That sort of question is "a concern," acknowledged Pollard, since
the committee's mandate precludes it from considering the complexities of
methodology and pedagogy. But he speculated that the bishops would be inclined
to show sensitivity regarding age-specific texts.
More precise answers to such questions, said Pollard, could only
be given by Archbishop Buechlein, chairman of the committee. However, Buechlein
declined to speak with NCR, stating through an archdiocesan spokesman
that Pollard's explanations would be sufficient and he would have "nothing more
to add."
Carol Eipers, president of the National Conference of Catechetical
Leadership, said publishers and catechists realize that the bishops have every
right to direct catechetical education. "We want them, the chief catechists, to
be involved at every level," she said. But she too feared the process in its
present format views material in one narrow dimension.
"Doctrinal conformity is good," she said, "but there are other
considerations necessary in any review -- like teaching methodology,
developmental appropriateness and issues of inculturation."

§ **Provided information**
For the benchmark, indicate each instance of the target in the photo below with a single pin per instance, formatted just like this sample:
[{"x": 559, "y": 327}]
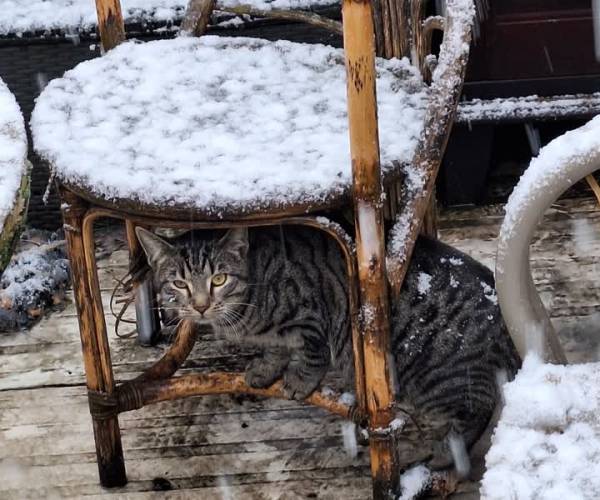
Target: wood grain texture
[
  {"x": 94, "y": 342},
  {"x": 197, "y": 16},
  {"x": 359, "y": 50}
]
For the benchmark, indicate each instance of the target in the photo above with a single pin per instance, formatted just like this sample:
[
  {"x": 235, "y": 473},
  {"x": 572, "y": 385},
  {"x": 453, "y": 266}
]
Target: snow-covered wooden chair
[
  {"x": 221, "y": 132},
  {"x": 14, "y": 174}
]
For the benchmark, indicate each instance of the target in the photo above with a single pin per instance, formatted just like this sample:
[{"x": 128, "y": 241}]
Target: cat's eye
[{"x": 219, "y": 279}]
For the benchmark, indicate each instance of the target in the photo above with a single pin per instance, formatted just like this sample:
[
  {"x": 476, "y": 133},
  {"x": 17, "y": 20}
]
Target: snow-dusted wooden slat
[
  {"x": 68, "y": 16},
  {"x": 14, "y": 174},
  {"x": 528, "y": 108},
  {"x": 446, "y": 86}
]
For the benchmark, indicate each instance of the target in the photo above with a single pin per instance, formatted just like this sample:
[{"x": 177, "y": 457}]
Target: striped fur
[{"x": 287, "y": 293}]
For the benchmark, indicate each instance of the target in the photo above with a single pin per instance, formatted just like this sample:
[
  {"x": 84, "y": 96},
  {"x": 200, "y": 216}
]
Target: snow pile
[
  {"x": 218, "y": 122},
  {"x": 414, "y": 482},
  {"x": 35, "y": 278},
  {"x": 547, "y": 443},
  {"x": 28, "y": 16},
  {"x": 13, "y": 150}
]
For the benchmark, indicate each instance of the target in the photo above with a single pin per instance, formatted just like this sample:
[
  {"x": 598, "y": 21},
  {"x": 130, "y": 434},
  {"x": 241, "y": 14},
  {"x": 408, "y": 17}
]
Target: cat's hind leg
[
  {"x": 308, "y": 365},
  {"x": 264, "y": 370}
]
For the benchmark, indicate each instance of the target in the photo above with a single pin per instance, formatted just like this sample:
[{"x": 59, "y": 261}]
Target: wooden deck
[{"x": 230, "y": 448}]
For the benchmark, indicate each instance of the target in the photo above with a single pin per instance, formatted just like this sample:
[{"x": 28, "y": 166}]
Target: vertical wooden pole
[
  {"x": 197, "y": 17},
  {"x": 96, "y": 358},
  {"x": 110, "y": 23},
  {"x": 146, "y": 307},
  {"x": 359, "y": 46}
]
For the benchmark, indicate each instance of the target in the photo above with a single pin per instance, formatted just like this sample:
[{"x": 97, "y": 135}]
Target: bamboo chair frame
[{"x": 365, "y": 262}]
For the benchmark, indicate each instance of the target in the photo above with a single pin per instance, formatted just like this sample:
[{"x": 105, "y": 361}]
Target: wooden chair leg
[
  {"x": 429, "y": 227},
  {"x": 370, "y": 246},
  {"x": 94, "y": 343},
  {"x": 146, "y": 312}
]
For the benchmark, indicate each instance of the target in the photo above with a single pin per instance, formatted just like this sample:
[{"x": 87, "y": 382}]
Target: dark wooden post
[
  {"x": 110, "y": 23},
  {"x": 359, "y": 46},
  {"x": 94, "y": 343}
]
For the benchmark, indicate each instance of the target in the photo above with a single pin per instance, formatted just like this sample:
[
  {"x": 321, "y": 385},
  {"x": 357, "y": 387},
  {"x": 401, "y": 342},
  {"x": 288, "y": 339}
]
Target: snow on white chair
[
  {"x": 563, "y": 162},
  {"x": 547, "y": 441},
  {"x": 221, "y": 132},
  {"x": 14, "y": 174}
]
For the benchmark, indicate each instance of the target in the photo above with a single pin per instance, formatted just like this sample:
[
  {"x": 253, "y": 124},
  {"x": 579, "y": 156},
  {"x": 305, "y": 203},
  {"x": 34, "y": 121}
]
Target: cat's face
[{"x": 200, "y": 279}]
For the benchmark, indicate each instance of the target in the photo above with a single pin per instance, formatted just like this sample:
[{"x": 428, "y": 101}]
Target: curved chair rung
[{"x": 560, "y": 164}]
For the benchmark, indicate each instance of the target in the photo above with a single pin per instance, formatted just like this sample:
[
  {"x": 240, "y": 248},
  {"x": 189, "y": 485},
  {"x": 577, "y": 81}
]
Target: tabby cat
[{"x": 285, "y": 290}]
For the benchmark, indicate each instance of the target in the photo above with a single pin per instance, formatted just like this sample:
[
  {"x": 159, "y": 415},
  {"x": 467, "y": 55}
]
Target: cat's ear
[
  {"x": 236, "y": 242},
  {"x": 156, "y": 249}
]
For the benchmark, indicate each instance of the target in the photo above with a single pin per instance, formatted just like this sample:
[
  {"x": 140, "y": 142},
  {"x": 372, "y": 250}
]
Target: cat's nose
[
  {"x": 201, "y": 305},
  {"x": 201, "y": 308}
]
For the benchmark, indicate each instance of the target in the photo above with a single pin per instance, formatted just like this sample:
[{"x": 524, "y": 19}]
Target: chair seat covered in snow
[
  {"x": 220, "y": 125},
  {"x": 14, "y": 173},
  {"x": 222, "y": 132}
]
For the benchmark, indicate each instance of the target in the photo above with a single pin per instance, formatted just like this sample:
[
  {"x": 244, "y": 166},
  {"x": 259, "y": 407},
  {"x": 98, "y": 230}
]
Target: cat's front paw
[
  {"x": 297, "y": 387},
  {"x": 260, "y": 374}
]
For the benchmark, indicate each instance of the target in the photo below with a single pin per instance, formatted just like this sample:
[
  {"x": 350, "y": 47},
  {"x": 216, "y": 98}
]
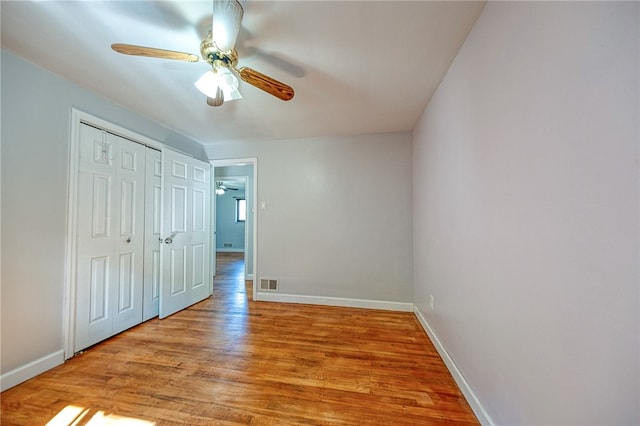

§ **Given task A**
List the considerations, other than doctrinal conformity, that Carol Eipers says are necessary in any review in the passage on the bishops' review of catechetical texts.
§ **Given task B**
Write what comes next in the passage on the bishops' review of catechetical texts, starting after its final sentence.

§ **Response A**
- Teaching methodology
- Developmental appropriateness
- Issues of inculturation

§ **Response B**
In addition, Pope John Paul calls for the catechism to be
integrated with the documentary tradition of the church, she noted, citing the
various general and national catechetical directories that have guided
publishers in the past. How the new process relates to these documents is far
from clear.
Exclusive concentration on doctrinal conformity was especially
troubling to Gabe Huck, director of Liturgy Training Publications. The protocol
process, he said, "is acceptable to no one. The committee seems to be treating
the catechetical establishment as a child or adolescent to be watched over. To
think that the beauty and breadth of the faith can be somehow filtered through
a protocol of little boxes is to go nowhere. This sort of thing can only
strangle and confine the living faith."
Although submission of catechetical materials to the committee is
described as voluntary, publishers are fully aware that their business will be
in real jeopardy without committee approval.
Asked one publisher, "How likely do you think it would be that a
bishop will accept a series in his diocese if the committee has rejected the
series or if the publisher has declined to submit it?" Silver Burdett Ginn's
revised series, This is Our Faith, which recently received conformity
approval from the committee, already "has a leg up" on competing companies
still anxiously waiting for word, publishers agreed.
Silver Burdett is making certain that customers are made aware of
its favored status in advertising blurbs. Pollard said the committee's review
can take up to six months. Delays can throw off printing schedules, even
preventing a company from having its series advertised and available for
purchase at the start of a given school year.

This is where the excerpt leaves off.